*** Opening Extract ***

- In young obese patients with type 2 diabetes (T2D), short-term use of liraglutide was associated with greater weight loss and glucose control compared with sitagliptin.
- Liraglutide and sitagliptin did not show significant effects on cardiovascular structure or function.
Why this matters
- Longer studies may be necessary before definitive conclusions can be made about putative pleiotropic properties of incretin-based therapies in patients with more severe cardiac dysfunction.
- The LYDIA trial of 76 obese patients with T2D who were randomly assigned to received liraglutide (n=38) or sitagliptin (n=38).
- Primary outcome: difference in circumferential peak early-diastolic strain rate change (PEDSR)
- Funding: Novo Nordisk.

*** Closing Extract ***
*** Opening Information provided ***

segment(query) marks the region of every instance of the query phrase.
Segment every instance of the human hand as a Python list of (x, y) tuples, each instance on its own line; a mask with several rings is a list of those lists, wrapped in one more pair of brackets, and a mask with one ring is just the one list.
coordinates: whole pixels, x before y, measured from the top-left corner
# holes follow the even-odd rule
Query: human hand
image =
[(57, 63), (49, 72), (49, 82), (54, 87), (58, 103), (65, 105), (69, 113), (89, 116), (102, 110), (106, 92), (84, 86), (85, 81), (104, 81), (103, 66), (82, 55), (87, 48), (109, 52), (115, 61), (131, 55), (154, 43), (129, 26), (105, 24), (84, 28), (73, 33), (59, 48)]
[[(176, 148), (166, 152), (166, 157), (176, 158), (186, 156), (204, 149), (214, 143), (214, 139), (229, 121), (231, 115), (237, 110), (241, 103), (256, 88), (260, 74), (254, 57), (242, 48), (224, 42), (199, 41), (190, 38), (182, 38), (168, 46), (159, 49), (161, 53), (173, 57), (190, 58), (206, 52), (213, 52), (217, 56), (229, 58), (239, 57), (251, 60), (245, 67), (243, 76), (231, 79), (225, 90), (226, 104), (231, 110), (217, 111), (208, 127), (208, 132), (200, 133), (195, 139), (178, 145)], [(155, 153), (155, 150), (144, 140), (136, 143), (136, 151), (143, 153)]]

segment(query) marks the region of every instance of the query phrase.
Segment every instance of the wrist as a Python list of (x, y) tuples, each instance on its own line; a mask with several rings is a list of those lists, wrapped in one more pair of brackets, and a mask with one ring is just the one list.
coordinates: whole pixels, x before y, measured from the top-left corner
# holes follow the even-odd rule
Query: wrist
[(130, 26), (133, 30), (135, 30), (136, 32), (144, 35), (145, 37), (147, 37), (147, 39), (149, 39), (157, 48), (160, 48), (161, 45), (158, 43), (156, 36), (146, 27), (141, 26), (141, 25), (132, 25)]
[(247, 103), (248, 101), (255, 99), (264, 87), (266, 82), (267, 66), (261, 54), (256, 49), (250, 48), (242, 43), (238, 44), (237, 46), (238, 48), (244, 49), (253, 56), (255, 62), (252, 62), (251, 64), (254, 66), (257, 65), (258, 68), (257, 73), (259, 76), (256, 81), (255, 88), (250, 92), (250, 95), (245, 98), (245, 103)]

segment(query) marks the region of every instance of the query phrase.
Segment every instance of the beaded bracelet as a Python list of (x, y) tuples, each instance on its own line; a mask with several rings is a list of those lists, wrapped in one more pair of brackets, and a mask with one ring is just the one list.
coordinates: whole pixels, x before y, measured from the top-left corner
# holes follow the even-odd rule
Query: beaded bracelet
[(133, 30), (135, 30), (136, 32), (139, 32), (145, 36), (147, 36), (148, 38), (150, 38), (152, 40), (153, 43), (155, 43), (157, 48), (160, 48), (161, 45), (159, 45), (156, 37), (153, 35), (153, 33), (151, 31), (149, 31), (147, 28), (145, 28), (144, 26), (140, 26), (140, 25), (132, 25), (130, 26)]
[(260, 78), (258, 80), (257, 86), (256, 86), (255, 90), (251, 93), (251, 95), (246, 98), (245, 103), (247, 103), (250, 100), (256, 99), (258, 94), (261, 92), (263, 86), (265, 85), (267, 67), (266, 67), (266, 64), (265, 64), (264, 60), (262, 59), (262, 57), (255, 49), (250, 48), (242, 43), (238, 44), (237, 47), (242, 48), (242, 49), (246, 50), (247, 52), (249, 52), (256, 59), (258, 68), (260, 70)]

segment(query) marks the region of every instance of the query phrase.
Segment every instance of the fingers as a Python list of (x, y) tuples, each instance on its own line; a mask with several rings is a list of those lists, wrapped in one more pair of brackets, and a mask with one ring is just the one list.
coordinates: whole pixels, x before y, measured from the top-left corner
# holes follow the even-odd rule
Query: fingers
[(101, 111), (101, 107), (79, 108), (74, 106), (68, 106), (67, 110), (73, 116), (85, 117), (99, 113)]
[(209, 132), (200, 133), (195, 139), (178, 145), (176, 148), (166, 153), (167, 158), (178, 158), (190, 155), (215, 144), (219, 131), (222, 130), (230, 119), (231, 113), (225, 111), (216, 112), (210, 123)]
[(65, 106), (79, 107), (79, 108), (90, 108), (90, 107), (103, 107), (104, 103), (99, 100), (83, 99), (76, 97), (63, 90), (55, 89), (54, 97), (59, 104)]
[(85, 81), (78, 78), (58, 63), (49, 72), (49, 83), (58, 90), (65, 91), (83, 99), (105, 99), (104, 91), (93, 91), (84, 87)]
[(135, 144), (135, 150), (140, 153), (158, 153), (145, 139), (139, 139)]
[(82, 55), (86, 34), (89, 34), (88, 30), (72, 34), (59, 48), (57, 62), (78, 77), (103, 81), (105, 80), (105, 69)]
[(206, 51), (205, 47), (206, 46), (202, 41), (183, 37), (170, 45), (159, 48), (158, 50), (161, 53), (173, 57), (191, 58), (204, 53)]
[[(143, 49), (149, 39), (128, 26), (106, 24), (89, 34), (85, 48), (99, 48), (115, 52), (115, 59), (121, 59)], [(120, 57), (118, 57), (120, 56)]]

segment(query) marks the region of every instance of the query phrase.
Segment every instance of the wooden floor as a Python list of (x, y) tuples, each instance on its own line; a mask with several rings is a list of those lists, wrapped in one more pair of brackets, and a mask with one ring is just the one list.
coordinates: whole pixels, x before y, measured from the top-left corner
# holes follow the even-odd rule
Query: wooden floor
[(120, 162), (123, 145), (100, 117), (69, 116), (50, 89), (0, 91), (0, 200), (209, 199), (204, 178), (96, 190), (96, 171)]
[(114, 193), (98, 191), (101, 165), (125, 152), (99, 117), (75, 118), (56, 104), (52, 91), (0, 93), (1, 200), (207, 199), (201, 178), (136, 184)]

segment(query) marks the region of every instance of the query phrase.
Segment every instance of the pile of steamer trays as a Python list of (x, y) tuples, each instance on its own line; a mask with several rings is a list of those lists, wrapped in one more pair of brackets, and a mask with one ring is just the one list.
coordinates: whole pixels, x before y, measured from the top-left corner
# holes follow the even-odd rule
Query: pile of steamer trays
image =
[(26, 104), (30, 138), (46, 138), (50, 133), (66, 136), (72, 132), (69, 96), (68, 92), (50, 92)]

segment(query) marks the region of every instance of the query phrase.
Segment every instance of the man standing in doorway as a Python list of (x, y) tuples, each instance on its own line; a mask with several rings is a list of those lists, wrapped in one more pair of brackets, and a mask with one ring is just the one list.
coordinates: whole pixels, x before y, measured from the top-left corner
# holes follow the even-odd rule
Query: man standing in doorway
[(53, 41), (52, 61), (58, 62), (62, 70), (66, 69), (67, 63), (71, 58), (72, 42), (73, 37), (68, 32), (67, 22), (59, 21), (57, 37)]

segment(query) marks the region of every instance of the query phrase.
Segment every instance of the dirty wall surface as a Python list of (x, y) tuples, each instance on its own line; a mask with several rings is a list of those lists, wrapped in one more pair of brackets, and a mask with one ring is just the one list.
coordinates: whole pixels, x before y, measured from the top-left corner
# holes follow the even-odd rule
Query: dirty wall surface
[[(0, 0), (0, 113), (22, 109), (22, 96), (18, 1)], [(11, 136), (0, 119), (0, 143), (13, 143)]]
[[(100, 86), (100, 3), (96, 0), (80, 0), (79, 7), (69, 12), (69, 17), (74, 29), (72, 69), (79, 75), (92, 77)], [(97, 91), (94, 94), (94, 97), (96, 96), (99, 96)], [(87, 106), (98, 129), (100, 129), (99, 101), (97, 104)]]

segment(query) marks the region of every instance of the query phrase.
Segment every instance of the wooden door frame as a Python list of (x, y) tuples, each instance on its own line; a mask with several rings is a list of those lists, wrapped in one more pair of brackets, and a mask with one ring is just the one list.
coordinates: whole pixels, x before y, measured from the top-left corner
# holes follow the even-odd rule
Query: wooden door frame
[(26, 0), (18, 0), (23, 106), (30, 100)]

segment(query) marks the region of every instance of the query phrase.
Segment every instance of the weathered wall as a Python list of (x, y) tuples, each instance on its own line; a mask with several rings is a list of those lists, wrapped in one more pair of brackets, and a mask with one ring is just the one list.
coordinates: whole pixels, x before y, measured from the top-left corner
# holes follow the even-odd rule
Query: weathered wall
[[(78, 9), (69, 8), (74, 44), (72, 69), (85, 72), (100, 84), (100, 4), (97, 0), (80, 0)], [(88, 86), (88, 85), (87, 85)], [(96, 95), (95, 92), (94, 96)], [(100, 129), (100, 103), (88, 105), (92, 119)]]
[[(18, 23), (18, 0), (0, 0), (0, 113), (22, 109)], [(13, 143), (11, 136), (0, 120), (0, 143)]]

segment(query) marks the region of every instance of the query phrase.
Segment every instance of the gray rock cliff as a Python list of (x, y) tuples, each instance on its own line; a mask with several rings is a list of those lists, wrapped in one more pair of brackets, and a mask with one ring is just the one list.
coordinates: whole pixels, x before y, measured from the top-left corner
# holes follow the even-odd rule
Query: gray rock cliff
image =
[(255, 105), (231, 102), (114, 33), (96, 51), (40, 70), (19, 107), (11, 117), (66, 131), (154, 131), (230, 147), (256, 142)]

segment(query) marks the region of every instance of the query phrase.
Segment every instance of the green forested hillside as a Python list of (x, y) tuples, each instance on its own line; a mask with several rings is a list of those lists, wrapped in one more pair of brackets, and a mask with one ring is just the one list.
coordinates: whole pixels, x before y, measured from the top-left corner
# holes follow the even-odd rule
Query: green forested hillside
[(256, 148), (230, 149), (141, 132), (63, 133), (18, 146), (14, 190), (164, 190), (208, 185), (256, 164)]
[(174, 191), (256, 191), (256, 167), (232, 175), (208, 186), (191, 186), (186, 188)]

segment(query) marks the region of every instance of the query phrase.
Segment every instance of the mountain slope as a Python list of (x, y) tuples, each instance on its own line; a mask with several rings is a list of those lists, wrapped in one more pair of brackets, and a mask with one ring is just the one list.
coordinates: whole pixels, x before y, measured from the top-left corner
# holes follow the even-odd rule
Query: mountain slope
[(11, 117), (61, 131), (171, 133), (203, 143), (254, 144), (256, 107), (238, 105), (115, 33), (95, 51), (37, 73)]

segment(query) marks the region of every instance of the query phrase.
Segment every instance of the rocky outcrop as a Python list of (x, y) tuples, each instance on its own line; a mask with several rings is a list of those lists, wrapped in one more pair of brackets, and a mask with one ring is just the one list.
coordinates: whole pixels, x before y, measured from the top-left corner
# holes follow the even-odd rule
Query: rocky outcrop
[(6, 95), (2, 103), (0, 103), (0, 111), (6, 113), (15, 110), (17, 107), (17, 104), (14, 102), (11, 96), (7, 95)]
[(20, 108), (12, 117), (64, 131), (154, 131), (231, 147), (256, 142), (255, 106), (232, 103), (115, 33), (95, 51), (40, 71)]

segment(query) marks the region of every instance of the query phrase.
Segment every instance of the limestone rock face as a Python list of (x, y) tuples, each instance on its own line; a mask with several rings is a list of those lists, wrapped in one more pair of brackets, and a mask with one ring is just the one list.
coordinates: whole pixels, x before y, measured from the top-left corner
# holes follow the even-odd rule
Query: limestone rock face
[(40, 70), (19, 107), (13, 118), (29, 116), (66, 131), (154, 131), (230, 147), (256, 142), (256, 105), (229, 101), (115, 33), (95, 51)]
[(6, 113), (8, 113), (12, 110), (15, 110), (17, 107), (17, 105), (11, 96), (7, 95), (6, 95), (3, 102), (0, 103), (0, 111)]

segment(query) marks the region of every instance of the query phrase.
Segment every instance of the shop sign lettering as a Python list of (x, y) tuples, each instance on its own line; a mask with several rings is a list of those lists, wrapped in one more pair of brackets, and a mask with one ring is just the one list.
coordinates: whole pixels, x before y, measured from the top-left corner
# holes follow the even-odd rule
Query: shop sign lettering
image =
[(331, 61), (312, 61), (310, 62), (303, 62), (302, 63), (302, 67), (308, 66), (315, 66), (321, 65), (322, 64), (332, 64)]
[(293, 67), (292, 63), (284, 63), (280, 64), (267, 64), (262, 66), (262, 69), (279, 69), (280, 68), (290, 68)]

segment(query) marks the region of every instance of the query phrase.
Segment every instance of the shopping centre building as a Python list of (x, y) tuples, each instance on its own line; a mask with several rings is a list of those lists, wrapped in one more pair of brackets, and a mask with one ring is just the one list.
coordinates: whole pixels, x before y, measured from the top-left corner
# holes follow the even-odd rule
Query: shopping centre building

*** Closing Information provided ***

## Set of tasks
[a] Answer these questions using the liraglutide trial summary:
(i) How many patients were assigned to sitagliptin?
(ii) What was the primary outcome?
(iii) Who provided the funding?
[b] Extend the liraglutide trial summary, starting after its final line.
None of the entries are needed for work on the liraglutide trial summary.

## Numbered responses
[a]
(i) 38
(ii) The difference in circumferential peak early-diastolic strain rate change (PEDSR)
(iii) Novo Nordisk

[b]
- After 26 weeks, no significant difference was observed between liraglutide and sitagliptin in:
- PEDSR (intervention effect, -0.01 [95% CI, -0.07 to 0.06] second-1; P=.874);
- left ventricular ejection fraction (intervention effect, -1.98 [95% CI, -4.90 to 0.94] %; P=.183) and mass (intervention effect, 1.14 [95% CI, -5.23 to 7.50] g; P=.308); and
- aortic distensibility (intervention effect, -0.35 [95% CI, -0.98 to 0.28] mmHg-1x10-3; P=.275).
- Liraglutide vs sitagliptin had:
- greater reduction in haemoglobin A1c (intervention effect, -4.57 [95% CI, -9.10 to -0.37] mmoLmoL-1; P=.048) and body weight (intervention effect, -3.88 [95% CI, -5.74 to -2.01] kg; P=.001); and
- a significant reduction in alanine Transaminase (intervention effect, -11.27[95% CI, -20.17 to -2.37] IUl-1; P=.013).
- Study did not compare individual drug effects with control.